### PROVIDED MATERIAL

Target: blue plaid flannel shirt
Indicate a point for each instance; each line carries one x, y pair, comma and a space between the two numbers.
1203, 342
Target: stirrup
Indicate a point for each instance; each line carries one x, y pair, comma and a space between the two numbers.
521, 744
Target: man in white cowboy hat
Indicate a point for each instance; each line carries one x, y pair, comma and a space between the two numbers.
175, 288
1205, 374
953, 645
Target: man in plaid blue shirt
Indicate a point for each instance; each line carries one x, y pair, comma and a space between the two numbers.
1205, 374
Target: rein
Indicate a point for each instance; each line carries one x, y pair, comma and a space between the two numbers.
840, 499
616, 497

######

EXERCISE: With every word kept as it is, set down the entries again.

RESPONSE TO THIS TASK:
Target: blue plaid flannel shirt
Indicate a point for each instance; each line carries one x, y pair, comma and a space between the two numbers.
1203, 342
Target: stirrup
Indicate a point for each instance; each line carries one x, y pair, comma and a space between the two numbers.
521, 744
Target: man in white cowboy hat
Indicate a point for each instance; each line carries one x, y pair, comma and a space between the two numbers.
175, 288
1205, 374
953, 645
Target: man in plaid blue shirt
Indicate a point for each instance; each line carries one x, y pair, comma and a space between the two numbers.
1205, 374
Target: rein
Indicate a point for each instance; each line carries one x, y pair, comma and a space between the two numbers.
840, 499
616, 497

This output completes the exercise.